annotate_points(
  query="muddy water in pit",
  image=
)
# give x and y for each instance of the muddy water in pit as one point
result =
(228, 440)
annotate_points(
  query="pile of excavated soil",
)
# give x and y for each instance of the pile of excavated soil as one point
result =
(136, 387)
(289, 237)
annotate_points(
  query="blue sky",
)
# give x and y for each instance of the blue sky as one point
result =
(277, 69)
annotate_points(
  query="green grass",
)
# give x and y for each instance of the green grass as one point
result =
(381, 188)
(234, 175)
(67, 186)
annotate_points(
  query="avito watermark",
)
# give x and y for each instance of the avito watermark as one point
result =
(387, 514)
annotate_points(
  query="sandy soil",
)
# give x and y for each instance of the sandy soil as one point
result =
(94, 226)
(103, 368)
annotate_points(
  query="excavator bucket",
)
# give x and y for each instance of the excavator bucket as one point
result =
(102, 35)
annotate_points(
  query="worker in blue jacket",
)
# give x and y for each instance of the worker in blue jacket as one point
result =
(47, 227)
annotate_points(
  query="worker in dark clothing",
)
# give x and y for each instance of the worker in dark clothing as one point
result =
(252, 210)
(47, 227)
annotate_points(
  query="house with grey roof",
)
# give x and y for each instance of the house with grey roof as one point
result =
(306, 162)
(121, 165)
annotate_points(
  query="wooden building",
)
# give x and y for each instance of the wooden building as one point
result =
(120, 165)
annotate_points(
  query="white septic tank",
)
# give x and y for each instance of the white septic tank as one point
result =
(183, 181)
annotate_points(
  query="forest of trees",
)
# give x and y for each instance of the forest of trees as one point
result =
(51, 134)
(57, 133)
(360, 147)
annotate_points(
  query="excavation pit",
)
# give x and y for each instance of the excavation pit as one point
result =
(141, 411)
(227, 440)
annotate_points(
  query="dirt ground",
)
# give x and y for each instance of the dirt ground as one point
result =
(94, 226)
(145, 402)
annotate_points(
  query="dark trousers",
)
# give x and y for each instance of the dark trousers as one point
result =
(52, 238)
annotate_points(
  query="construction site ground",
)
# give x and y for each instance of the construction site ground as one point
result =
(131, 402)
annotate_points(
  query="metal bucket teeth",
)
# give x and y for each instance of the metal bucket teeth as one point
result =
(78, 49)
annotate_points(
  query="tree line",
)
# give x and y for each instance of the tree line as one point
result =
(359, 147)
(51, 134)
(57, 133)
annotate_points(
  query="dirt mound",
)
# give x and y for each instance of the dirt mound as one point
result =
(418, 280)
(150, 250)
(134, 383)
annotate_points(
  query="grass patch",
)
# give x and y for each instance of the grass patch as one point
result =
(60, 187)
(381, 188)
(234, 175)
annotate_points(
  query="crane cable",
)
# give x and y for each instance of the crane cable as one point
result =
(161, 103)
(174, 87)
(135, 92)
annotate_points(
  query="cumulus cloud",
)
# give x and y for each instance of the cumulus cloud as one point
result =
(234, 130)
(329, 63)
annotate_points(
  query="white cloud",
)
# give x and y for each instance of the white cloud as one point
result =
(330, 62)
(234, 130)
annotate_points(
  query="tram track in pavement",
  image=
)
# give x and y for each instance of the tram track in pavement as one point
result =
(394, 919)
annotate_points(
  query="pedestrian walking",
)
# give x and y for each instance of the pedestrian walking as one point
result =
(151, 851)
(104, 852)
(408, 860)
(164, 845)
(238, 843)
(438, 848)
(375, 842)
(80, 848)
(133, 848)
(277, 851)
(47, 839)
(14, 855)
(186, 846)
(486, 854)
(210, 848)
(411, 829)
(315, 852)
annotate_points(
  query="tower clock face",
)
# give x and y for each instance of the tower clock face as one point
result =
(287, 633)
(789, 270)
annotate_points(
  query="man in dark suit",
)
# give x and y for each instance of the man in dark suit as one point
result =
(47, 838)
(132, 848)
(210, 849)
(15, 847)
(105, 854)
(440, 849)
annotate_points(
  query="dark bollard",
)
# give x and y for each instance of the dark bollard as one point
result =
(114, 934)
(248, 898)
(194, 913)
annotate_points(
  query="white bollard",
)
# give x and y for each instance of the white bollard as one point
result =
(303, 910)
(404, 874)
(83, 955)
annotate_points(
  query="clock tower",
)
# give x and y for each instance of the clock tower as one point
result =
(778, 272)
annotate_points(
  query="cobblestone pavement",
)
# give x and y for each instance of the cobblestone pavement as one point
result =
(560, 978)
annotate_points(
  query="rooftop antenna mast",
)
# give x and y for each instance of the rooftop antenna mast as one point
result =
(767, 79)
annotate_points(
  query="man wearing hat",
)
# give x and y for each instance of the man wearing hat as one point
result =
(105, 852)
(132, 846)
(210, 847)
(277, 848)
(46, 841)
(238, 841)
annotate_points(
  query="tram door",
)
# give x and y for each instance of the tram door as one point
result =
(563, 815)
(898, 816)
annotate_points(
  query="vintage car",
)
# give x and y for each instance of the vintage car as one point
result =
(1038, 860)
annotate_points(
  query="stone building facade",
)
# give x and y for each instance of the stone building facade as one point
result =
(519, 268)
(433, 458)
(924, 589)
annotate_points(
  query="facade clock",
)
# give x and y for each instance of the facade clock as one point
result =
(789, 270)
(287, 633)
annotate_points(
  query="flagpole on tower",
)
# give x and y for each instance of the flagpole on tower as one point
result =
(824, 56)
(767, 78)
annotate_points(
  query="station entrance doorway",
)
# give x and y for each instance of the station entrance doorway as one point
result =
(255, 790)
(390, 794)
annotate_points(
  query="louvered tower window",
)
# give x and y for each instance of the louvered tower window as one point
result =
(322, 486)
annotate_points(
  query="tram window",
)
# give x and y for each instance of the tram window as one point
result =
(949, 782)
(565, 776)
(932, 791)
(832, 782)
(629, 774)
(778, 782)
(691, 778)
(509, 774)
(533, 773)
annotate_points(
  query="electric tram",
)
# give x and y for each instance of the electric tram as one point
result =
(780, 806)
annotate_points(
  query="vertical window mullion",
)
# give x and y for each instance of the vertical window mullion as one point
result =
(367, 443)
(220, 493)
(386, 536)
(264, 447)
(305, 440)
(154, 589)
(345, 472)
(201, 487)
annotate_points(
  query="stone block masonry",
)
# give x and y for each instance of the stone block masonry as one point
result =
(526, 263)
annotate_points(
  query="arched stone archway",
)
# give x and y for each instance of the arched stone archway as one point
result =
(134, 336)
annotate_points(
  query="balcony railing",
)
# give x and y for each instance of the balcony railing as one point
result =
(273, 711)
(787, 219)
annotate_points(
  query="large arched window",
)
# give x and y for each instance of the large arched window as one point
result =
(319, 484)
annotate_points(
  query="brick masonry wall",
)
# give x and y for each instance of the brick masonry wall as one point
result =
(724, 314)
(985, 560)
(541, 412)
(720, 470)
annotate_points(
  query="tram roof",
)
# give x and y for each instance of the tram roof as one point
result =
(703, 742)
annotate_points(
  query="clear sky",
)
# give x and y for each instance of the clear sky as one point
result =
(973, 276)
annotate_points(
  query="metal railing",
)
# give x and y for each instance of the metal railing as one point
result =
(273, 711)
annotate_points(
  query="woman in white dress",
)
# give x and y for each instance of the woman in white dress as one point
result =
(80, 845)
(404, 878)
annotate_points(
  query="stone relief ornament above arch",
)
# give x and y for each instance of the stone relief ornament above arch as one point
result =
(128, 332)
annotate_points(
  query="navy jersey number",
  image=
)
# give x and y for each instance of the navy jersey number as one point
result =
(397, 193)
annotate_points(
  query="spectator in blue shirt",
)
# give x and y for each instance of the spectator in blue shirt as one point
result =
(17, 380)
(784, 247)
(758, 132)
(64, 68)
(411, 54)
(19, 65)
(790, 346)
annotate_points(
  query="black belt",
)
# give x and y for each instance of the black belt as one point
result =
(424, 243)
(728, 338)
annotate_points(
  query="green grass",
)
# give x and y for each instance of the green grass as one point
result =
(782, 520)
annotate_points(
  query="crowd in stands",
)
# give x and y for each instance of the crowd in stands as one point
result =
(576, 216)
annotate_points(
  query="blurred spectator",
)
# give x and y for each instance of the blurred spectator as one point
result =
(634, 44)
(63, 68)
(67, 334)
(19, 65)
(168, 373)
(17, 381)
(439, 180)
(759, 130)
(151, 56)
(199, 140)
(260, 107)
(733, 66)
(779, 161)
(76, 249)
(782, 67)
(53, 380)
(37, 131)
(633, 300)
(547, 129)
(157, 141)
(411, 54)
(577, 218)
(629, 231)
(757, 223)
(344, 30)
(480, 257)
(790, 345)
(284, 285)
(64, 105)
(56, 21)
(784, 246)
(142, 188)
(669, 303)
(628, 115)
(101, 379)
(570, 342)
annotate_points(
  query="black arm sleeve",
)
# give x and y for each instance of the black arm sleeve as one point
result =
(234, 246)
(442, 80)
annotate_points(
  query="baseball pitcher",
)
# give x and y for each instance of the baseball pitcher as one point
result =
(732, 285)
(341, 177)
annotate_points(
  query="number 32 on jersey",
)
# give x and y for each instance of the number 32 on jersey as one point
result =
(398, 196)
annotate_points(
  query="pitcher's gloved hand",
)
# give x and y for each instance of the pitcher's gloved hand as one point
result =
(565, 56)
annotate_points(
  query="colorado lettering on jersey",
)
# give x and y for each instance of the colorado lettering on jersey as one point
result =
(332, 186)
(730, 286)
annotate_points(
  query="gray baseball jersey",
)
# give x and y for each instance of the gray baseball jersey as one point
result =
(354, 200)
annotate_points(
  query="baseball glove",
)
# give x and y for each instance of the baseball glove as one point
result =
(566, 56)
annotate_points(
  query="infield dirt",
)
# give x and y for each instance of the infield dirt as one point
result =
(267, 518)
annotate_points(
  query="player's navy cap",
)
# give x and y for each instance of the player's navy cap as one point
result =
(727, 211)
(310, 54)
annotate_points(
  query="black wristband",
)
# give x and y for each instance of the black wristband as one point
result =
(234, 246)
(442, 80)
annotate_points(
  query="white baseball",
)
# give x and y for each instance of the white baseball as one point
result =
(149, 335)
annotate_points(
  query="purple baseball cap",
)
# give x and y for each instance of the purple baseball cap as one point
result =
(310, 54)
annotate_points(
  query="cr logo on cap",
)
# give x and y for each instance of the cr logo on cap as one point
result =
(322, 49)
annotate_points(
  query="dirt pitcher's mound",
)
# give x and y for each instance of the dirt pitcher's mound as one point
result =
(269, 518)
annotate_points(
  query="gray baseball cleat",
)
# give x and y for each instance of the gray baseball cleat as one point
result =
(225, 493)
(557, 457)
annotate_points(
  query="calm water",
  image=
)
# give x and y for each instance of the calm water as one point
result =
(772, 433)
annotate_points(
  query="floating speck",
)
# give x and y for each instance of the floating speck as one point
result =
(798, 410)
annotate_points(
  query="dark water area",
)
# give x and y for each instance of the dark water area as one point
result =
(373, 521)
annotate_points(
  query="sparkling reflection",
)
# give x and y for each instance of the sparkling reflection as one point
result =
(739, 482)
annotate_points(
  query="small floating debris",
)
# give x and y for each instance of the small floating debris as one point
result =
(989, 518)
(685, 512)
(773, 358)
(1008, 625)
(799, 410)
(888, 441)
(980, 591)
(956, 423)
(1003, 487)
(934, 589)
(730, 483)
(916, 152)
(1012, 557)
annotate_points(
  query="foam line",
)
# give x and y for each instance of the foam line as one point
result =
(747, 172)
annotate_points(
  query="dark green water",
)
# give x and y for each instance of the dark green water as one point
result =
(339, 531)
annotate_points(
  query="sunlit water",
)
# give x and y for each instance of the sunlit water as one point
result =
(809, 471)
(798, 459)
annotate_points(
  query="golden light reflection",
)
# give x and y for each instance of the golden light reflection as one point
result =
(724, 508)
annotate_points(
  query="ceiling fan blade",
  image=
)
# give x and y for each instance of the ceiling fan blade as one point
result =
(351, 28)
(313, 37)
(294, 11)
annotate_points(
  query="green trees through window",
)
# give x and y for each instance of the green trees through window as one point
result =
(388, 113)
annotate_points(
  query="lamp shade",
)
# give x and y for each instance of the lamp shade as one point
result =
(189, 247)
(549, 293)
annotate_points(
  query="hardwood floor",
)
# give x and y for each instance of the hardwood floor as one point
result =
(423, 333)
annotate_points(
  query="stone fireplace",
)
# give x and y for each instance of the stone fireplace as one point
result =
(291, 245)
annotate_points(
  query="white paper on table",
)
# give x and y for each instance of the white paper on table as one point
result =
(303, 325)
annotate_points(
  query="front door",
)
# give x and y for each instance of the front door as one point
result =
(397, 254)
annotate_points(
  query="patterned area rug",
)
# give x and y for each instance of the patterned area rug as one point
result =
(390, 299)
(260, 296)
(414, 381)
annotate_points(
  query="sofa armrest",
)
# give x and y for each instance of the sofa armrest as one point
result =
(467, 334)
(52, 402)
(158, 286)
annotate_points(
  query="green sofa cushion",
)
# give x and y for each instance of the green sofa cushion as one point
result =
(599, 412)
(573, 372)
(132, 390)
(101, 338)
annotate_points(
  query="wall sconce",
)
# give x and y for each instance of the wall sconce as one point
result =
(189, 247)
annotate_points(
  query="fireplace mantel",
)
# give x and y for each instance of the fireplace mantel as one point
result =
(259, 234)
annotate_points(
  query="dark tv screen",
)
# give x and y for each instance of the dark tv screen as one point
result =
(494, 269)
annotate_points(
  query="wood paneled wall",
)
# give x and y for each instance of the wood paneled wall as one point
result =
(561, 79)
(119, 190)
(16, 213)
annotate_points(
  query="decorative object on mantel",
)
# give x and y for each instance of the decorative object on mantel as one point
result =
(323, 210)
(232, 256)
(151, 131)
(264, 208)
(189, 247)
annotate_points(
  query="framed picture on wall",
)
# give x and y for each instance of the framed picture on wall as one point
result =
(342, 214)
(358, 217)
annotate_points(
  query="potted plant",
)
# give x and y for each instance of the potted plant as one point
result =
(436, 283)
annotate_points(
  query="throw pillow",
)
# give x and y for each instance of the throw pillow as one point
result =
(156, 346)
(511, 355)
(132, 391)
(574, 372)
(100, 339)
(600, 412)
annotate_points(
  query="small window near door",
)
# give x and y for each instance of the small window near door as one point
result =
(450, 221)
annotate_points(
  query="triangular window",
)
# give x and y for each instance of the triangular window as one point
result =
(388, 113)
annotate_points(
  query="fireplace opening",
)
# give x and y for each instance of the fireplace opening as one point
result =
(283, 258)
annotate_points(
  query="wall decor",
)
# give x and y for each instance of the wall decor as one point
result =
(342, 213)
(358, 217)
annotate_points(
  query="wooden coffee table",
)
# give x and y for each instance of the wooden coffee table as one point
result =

What to produce:
From the listing above, copy every line that includes the word "pitcher".

Written response:
  query="baseball pitcher",
# give x and y for each instance of the baseball pitcher as one point
  query="pitcher's gloved hand",
# give x and y for each instance of the pitcher's gloved hand as one point
  query="dirt pitcher's mound",
# give x and y for each instance of the dirt pitcher's mound as one point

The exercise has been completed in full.